The answer must consist of every line in the records that contains the word "light".

· · · · ·

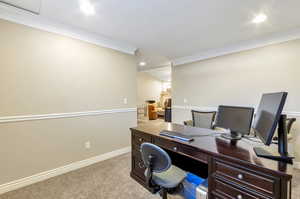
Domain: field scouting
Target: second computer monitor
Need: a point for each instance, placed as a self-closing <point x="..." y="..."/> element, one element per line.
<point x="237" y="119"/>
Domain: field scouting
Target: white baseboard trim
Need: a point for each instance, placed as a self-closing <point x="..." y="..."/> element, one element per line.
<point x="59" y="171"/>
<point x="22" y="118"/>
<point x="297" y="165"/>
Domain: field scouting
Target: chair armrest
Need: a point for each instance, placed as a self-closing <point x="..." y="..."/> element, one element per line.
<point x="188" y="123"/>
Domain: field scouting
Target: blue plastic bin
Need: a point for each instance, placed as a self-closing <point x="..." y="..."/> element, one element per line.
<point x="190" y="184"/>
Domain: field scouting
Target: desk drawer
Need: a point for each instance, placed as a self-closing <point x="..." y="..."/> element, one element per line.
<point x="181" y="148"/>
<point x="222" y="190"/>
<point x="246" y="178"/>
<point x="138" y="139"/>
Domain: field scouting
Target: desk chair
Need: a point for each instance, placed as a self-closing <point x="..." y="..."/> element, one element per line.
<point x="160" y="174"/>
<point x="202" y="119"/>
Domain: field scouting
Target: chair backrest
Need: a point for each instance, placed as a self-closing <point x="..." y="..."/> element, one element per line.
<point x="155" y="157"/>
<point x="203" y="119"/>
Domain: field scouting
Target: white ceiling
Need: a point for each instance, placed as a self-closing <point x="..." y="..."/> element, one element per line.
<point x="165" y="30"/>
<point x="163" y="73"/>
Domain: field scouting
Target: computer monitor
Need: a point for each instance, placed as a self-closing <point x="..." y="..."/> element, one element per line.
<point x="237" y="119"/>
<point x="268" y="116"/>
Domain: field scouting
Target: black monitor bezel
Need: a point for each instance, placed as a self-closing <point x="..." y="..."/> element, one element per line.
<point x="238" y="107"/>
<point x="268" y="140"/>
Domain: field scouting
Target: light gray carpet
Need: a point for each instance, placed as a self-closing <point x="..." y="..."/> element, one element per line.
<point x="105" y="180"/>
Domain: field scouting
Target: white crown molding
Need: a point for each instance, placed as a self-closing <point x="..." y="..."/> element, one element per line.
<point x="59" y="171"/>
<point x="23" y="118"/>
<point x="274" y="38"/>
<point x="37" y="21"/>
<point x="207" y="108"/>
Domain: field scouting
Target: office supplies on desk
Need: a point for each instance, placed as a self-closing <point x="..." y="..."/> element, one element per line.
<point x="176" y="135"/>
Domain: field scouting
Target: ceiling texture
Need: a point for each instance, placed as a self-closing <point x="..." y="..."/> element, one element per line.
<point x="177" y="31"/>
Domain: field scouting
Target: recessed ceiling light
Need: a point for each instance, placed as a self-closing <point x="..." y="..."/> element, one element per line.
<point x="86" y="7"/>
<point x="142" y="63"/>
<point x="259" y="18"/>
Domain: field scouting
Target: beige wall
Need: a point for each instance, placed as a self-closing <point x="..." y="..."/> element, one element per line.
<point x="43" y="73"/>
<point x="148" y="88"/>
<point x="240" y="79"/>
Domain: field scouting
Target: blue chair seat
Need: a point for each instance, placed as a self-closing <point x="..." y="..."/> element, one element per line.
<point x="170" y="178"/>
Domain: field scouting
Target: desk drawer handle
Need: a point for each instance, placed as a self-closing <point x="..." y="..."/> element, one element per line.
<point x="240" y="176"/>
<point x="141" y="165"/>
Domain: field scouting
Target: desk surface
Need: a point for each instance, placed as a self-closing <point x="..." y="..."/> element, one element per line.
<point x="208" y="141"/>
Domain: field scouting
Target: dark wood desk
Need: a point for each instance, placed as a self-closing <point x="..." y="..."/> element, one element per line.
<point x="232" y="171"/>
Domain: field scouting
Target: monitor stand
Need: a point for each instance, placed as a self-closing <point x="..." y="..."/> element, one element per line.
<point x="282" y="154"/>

· · · · ·

*TASK OUTPUT*:
Target: light gray carpet
Target: recessed ceiling light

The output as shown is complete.